## Exercise aim
Please write out, exactly as given, every line of the entries below up to and including the line with "Spot the black ribbon".
○ ○ ○ ○ ○ ○ ○
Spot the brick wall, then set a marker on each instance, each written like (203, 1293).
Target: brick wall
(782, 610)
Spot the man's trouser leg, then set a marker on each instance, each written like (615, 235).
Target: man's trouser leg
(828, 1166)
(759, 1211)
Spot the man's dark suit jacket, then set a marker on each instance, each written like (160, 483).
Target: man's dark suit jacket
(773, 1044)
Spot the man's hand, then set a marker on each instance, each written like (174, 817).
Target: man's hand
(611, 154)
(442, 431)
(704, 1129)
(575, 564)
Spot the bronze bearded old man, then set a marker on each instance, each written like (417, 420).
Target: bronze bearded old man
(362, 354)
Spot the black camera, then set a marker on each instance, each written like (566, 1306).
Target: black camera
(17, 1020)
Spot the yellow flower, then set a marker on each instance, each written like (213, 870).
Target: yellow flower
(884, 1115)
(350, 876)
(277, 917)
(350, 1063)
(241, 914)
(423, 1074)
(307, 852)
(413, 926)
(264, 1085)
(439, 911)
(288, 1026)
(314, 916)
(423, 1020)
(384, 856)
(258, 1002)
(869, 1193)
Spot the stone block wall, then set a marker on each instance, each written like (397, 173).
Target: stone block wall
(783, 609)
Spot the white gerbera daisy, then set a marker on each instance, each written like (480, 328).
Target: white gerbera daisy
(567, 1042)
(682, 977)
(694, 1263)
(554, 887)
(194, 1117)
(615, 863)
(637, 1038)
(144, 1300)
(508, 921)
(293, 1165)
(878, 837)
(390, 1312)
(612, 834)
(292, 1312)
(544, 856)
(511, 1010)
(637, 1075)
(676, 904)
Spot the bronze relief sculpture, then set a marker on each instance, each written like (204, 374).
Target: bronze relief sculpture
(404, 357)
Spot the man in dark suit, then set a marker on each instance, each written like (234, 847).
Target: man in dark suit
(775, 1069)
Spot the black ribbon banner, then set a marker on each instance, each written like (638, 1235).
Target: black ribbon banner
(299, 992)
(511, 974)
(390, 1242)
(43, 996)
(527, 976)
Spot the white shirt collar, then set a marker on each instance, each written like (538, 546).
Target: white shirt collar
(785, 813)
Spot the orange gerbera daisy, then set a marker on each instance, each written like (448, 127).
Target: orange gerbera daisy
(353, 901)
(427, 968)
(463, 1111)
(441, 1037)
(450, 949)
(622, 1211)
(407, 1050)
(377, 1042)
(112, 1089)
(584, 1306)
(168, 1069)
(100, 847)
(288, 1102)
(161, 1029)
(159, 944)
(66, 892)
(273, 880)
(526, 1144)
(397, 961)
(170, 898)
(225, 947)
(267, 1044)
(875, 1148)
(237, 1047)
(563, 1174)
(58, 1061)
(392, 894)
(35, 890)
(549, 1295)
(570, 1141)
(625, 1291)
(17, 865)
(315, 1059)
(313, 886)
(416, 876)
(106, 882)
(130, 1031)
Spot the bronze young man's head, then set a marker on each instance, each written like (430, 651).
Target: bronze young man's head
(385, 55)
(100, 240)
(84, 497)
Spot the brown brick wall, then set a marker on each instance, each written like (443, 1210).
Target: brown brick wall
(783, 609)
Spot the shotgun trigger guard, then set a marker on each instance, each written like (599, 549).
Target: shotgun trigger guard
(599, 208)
○ ○ ○ ○ ○ ○ ○
## Answer area
Spot the brick wall, then set a marker on each instance, each written like (203, 1293).
Target: brick wall
(782, 610)
Spot the man's trouser leg, then set a marker on each instance, each written like (615, 235).
Target: man's trouser leg
(828, 1166)
(759, 1211)
Spot the man's dark suit jacket, then set a marker on each instance, each written like (160, 483).
Target: man's dark suit jacket
(773, 1044)
Spot the man's hand, then set a marker on each instance, each written like (174, 817).
Target: man's hand
(611, 154)
(442, 431)
(704, 1129)
(575, 564)
Spot the bronze bearded old man, then set a marker on each instance, each written like (417, 420).
Target: bronze bearded old man
(362, 354)
Spot the black camera, then set a marker on each instance, each written like (566, 1306).
Target: black camera
(17, 1020)
Spot the yellow flower, then set a marker on each instance, each written like (213, 870).
Target: yellow flower
(884, 1115)
(350, 876)
(277, 917)
(350, 1063)
(241, 914)
(423, 1074)
(307, 852)
(413, 926)
(264, 1085)
(439, 911)
(288, 1026)
(314, 916)
(423, 1020)
(384, 856)
(258, 1002)
(869, 1193)
Spot the stone block wall, then set a marker on each instance, each written like (397, 173).
Target: stone block wall
(783, 609)
Spot the white gerbera daisy, then set a marker on each instance, each written like (480, 328).
Target: white gerbera daisy
(567, 1042)
(682, 977)
(694, 1263)
(554, 887)
(194, 1117)
(615, 863)
(637, 1038)
(144, 1300)
(508, 921)
(293, 1165)
(878, 837)
(390, 1312)
(612, 834)
(292, 1312)
(544, 856)
(511, 1010)
(637, 1075)
(676, 904)
Spot the bronze relief sculpture, then set a marker on each instance, each written like (204, 374).
Target: bronze relief sculpture
(404, 357)
Spot the man in dark suit, then set a marker on each instance, each written like (234, 847).
Target: man in dark suit
(775, 1069)
Spot the black ribbon banner, then set a marker on each instance, each written like (638, 1235).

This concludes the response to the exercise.